Siaran Pers Pusat Studi Hukum dan Kebijakan Indonesia (PSHK)
Menteri Kesehatan resmi mengesahkan Peraturan Menteri Kesehatan Nomor 9 Tahun 2020 tentang Pedoman Pembatasan Sosial Berskala Besar Dalam Rangka Percepatan Penanganan COVID 19 pada Jumat 3 April 2020. Alih-alih mempercepat, justru peraturan tersebut malah menambah rentang birokrasi dan cenderung keluar dari mandat Undang-Undang Nomor 6 Tahun 2018 Tentang Karantina Wilayah sehingga berpotensi semakin lambatnya penanganan COVID 19 oleh Pemerintah.

(Data penunjukan wilayah)
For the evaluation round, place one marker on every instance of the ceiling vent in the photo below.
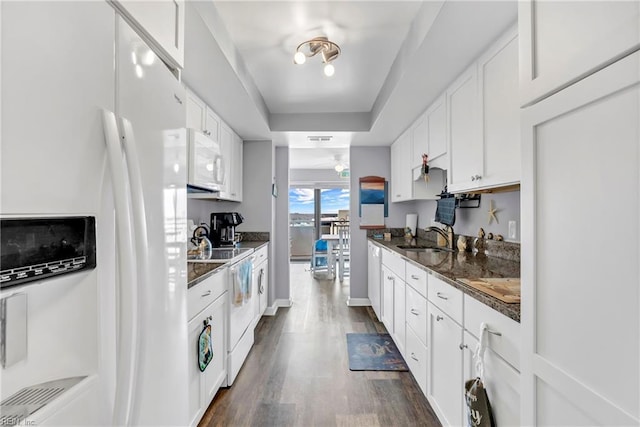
(319, 138)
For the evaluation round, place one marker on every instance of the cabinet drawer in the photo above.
(416, 277)
(416, 313)
(394, 262)
(416, 357)
(507, 345)
(445, 297)
(261, 254)
(205, 292)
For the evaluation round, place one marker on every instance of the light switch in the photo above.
(512, 230)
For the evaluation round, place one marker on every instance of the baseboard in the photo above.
(271, 311)
(358, 302)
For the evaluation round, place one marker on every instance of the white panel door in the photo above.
(444, 378)
(437, 133)
(388, 285)
(581, 304)
(563, 41)
(465, 140)
(501, 380)
(498, 76)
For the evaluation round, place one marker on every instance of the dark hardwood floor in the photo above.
(297, 373)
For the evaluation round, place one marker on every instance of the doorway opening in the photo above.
(312, 213)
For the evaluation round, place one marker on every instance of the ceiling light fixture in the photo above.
(318, 45)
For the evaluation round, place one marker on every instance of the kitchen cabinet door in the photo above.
(501, 381)
(419, 140)
(399, 314)
(436, 117)
(561, 42)
(400, 168)
(196, 111)
(159, 23)
(232, 151)
(562, 134)
(374, 275)
(500, 112)
(388, 285)
(465, 141)
(204, 385)
(445, 386)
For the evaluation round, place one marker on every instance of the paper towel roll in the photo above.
(412, 223)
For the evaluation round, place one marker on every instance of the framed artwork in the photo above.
(373, 202)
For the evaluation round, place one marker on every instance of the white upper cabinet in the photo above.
(561, 42)
(465, 144)
(483, 118)
(436, 121)
(159, 23)
(201, 117)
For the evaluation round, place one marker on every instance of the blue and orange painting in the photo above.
(372, 193)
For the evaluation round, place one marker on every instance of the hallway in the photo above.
(297, 373)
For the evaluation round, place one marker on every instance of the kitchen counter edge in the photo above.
(197, 272)
(508, 309)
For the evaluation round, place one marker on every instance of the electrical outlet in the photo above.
(512, 230)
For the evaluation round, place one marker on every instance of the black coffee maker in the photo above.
(223, 228)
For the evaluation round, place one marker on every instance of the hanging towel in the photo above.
(242, 282)
(446, 210)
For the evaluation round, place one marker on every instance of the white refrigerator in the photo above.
(92, 123)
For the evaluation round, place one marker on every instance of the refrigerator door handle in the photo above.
(127, 343)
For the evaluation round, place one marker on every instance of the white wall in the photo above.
(369, 161)
(280, 239)
(469, 221)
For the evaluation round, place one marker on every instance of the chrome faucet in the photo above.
(447, 234)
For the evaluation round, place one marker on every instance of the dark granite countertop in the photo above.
(450, 266)
(198, 271)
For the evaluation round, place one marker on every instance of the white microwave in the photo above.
(206, 164)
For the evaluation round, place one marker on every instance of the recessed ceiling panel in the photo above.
(370, 33)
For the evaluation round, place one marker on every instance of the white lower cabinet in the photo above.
(388, 281)
(501, 380)
(204, 385)
(444, 377)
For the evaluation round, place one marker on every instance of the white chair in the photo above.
(343, 250)
(322, 259)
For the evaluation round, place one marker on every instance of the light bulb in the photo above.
(329, 70)
(299, 58)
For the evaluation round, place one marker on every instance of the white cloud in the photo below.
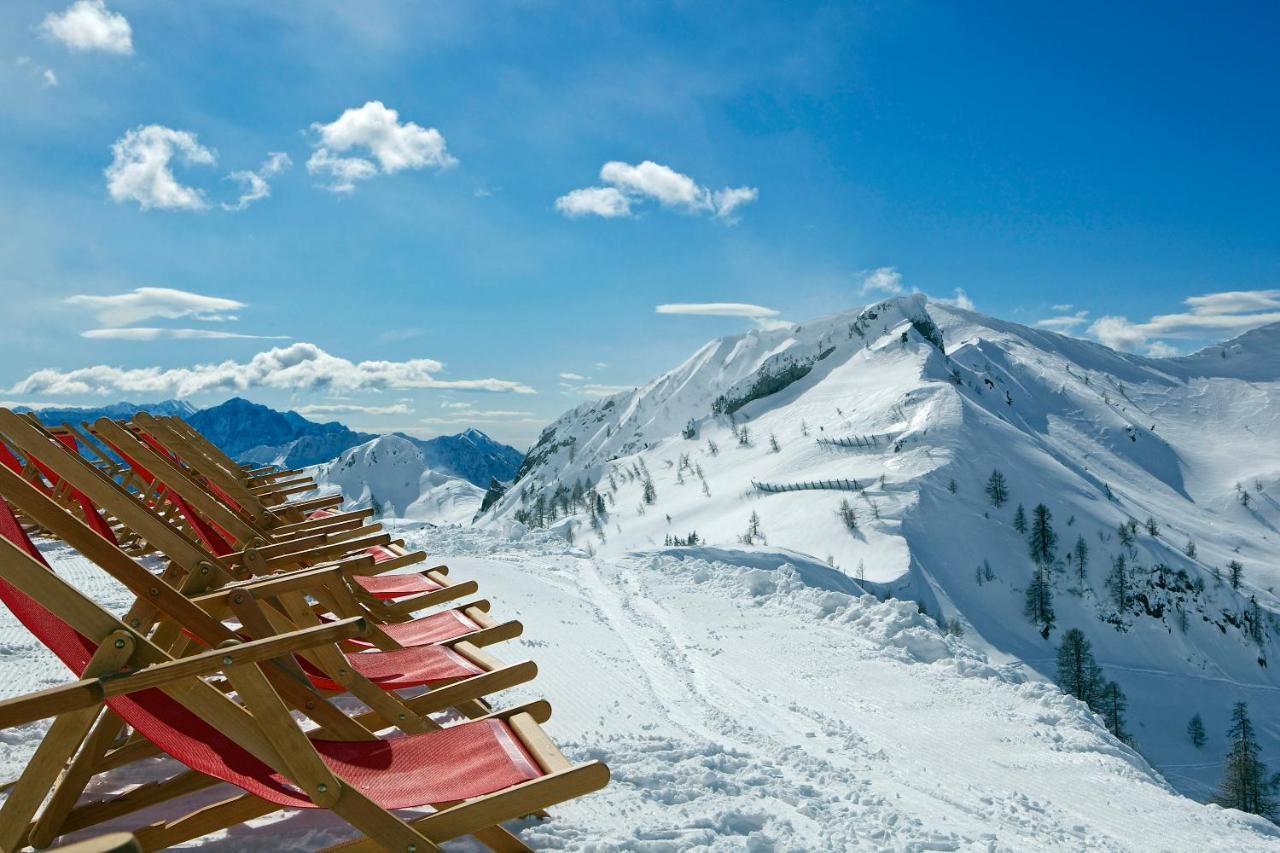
(716, 309)
(883, 279)
(88, 24)
(1064, 323)
(960, 300)
(146, 302)
(149, 333)
(353, 409)
(298, 366)
(140, 168)
(1211, 315)
(595, 201)
(378, 131)
(255, 185)
(630, 183)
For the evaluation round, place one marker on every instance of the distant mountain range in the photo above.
(255, 433)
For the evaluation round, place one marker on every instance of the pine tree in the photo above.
(1042, 541)
(1040, 602)
(1112, 705)
(1082, 557)
(650, 493)
(1196, 731)
(997, 489)
(1244, 779)
(1120, 583)
(1077, 671)
(1237, 571)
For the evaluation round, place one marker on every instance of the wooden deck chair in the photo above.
(429, 588)
(475, 774)
(455, 666)
(385, 556)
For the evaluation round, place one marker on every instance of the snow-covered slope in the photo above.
(746, 699)
(904, 410)
(392, 471)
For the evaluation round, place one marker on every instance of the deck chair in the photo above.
(213, 525)
(475, 774)
(455, 666)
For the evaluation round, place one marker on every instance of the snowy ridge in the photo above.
(909, 398)
(392, 474)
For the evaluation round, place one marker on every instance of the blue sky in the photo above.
(421, 274)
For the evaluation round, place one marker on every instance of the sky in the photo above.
(425, 217)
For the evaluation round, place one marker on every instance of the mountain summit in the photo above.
(1134, 501)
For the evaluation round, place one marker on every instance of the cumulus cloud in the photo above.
(147, 302)
(88, 24)
(1210, 315)
(140, 168)
(353, 409)
(883, 279)
(608, 203)
(716, 309)
(298, 366)
(632, 183)
(388, 145)
(1064, 323)
(150, 333)
(255, 182)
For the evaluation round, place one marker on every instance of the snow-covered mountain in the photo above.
(867, 441)
(393, 474)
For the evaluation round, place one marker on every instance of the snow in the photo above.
(1063, 419)
(392, 471)
(745, 705)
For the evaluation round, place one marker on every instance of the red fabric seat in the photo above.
(462, 761)
(402, 667)
(396, 585)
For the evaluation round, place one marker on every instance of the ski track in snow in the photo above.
(741, 708)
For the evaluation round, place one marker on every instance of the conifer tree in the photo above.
(997, 489)
(1077, 671)
(1040, 602)
(1244, 779)
(1120, 583)
(1042, 541)
(1196, 731)
(1112, 705)
(1082, 557)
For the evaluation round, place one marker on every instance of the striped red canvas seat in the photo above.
(458, 762)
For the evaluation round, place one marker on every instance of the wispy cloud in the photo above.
(629, 185)
(147, 302)
(300, 366)
(716, 309)
(150, 333)
(255, 182)
(1210, 315)
(1064, 323)
(883, 279)
(88, 24)
(141, 172)
(353, 409)
(389, 144)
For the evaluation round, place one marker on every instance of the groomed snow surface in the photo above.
(752, 701)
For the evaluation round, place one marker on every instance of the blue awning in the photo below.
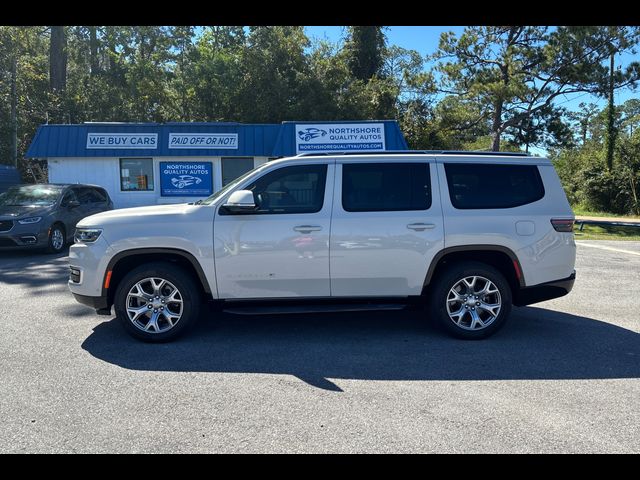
(155, 139)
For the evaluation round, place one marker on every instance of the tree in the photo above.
(365, 51)
(517, 72)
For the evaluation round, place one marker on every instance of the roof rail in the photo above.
(419, 152)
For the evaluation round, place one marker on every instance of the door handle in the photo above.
(307, 228)
(420, 227)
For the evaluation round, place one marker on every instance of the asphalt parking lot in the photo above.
(562, 376)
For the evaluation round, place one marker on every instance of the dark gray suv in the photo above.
(45, 215)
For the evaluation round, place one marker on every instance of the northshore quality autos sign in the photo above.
(338, 137)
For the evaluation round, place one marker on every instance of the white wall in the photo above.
(105, 171)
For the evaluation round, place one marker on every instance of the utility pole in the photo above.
(611, 118)
(14, 108)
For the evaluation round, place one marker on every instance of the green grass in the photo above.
(582, 210)
(601, 232)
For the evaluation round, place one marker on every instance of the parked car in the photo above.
(45, 215)
(470, 234)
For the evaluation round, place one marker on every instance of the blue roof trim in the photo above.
(267, 140)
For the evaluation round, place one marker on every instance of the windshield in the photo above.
(30, 195)
(230, 186)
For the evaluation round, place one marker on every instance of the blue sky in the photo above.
(425, 41)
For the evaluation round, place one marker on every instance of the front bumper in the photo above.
(544, 291)
(99, 304)
(23, 238)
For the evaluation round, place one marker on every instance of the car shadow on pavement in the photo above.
(34, 269)
(536, 344)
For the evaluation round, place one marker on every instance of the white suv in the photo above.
(472, 233)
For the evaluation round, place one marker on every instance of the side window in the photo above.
(100, 196)
(85, 195)
(477, 186)
(296, 189)
(381, 187)
(69, 196)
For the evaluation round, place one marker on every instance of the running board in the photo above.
(286, 309)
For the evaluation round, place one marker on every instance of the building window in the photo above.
(234, 167)
(136, 174)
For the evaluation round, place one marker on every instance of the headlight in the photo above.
(87, 235)
(29, 221)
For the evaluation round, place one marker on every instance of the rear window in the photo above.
(375, 187)
(476, 186)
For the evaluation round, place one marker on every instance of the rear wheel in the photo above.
(157, 302)
(471, 300)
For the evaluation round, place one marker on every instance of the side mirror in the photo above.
(240, 201)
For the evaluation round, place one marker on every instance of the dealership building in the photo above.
(154, 163)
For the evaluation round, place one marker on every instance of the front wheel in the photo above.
(471, 300)
(157, 302)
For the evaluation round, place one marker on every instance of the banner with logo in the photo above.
(339, 137)
(186, 179)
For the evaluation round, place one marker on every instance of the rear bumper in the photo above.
(100, 304)
(544, 291)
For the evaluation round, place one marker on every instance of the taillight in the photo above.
(562, 224)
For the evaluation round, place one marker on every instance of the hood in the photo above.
(12, 212)
(136, 215)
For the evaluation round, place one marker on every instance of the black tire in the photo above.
(189, 294)
(448, 279)
(59, 228)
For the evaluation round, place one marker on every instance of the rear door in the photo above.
(386, 225)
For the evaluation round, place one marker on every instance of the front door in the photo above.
(70, 214)
(280, 250)
(386, 226)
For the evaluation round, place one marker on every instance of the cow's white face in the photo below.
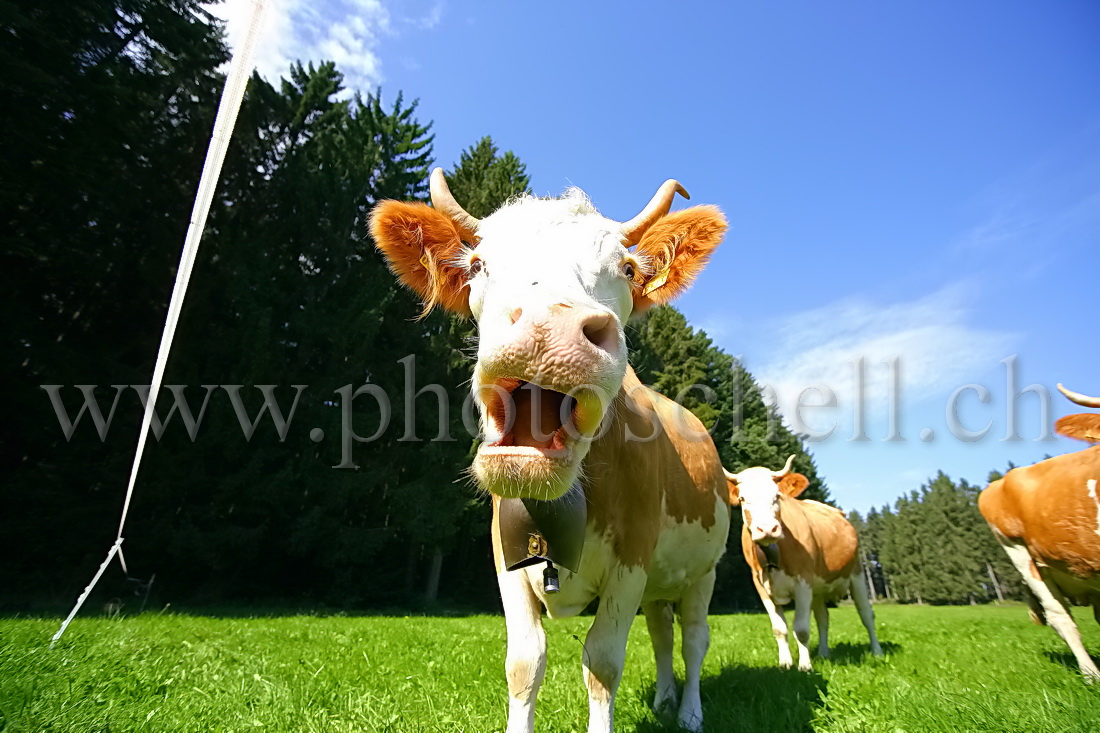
(550, 283)
(758, 491)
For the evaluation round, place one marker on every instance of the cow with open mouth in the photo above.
(601, 487)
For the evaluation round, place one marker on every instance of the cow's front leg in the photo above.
(696, 639)
(821, 616)
(605, 645)
(778, 628)
(527, 648)
(803, 603)
(659, 620)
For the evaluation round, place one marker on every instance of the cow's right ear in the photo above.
(1082, 426)
(792, 484)
(425, 249)
(673, 251)
(735, 493)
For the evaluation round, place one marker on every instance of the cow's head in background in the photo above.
(550, 283)
(757, 491)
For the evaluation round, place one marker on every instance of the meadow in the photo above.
(956, 668)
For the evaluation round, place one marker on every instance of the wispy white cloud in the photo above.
(347, 32)
(930, 339)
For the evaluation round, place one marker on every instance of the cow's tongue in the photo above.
(538, 416)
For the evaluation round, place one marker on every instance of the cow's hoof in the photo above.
(691, 721)
(664, 701)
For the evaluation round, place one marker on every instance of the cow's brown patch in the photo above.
(1051, 509)
(637, 478)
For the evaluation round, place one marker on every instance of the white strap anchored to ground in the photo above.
(237, 79)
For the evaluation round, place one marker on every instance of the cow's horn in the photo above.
(657, 208)
(1082, 400)
(787, 469)
(443, 201)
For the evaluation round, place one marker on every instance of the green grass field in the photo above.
(972, 668)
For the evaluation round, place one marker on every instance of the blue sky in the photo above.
(913, 183)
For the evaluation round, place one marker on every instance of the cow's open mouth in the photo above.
(523, 415)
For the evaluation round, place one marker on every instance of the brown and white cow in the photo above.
(1046, 516)
(799, 550)
(565, 422)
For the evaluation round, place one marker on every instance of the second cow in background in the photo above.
(799, 550)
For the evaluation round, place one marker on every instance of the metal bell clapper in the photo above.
(550, 579)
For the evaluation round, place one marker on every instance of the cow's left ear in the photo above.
(673, 251)
(425, 249)
(792, 484)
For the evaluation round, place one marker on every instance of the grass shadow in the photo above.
(751, 700)
(857, 654)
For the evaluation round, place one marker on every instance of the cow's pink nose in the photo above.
(767, 534)
(601, 330)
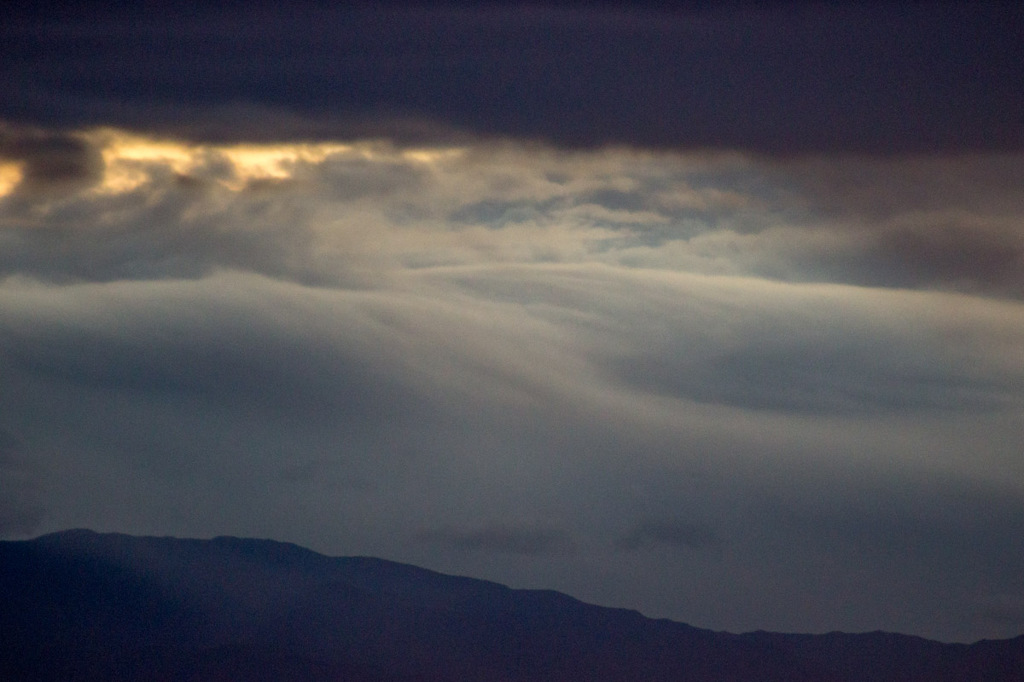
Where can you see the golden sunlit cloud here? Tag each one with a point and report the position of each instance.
(130, 161)
(10, 176)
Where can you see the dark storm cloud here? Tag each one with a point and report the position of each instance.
(787, 78)
(698, 384)
(50, 161)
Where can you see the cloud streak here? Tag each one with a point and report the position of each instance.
(594, 371)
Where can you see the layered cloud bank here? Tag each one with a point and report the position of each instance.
(738, 391)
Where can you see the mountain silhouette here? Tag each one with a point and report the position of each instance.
(82, 605)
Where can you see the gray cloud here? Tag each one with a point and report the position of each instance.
(22, 495)
(777, 79)
(659, 366)
(498, 539)
(679, 534)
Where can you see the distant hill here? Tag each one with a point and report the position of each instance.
(81, 605)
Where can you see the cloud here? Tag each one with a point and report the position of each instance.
(594, 371)
(498, 539)
(22, 509)
(676, 534)
(875, 78)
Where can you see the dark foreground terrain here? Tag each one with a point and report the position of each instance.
(80, 605)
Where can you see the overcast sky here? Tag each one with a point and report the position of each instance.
(714, 312)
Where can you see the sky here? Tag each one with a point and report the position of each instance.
(714, 311)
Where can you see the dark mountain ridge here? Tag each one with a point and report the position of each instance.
(81, 605)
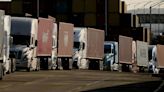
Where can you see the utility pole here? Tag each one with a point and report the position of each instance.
(37, 8)
(151, 12)
(106, 17)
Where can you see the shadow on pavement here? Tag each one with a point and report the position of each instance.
(152, 86)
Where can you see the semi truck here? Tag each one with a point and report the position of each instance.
(44, 49)
(24, 33)
(88, 48)
(156, 63)
(55, 44)
(65, 45)
(127, 53)
(142, 55)
(110, 56)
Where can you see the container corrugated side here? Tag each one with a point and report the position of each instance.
(65, 39)
(125, 49)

» **PERINTAH KERJA 1**
Menurut siaran pers tentang Permenkes PSBB, mengapa peraturan tersebut berpotensi membuat penanganan COVID 19 oleh Pemerintah semakin lambat? Jelaskan dalam satu sampai tiga kalimat.
» **PERINTAH KERJA 2**
Salin dengan tepat bagian siaran pers tentang Permenkes PSBB, mulai dari kata-kata yang memuat "Menteri Kesehatan resmi" dan berhenti setelah "19 oleh Pemerintah.".

» **HASIL TUGAS 1**
Peraturan tersebut justru menambah rentang birokrasi alih-alih mempercepat penanganan. Selain itu, peraturan itu cenderung keluar dari mandat Undang-Undang Nomor 6 Tahun 2018.

» **HASIL TUGAS 2**
Menteri Kesehatan resmi mengesahkan Peraturan Menteri Kesehatan Nomor 9 Tahun 2020 tentang Pedoman Pembatasan Sosial Berskala Besar Dalam Rangka Percepatan Penanganan COVID 19 pada Jumat 3 April 2020. Alih-alih mempercepat, justru peraturan tersebut malah menambah rentang birokrasi dan cenderung keluar dari mandat Undang-Undang Nomor 6 Tahun 2018 Tentang Karantina Wilayah sehingga berpotensi semakin lambatnya penanganan COVID 19 oleh Pemerintah.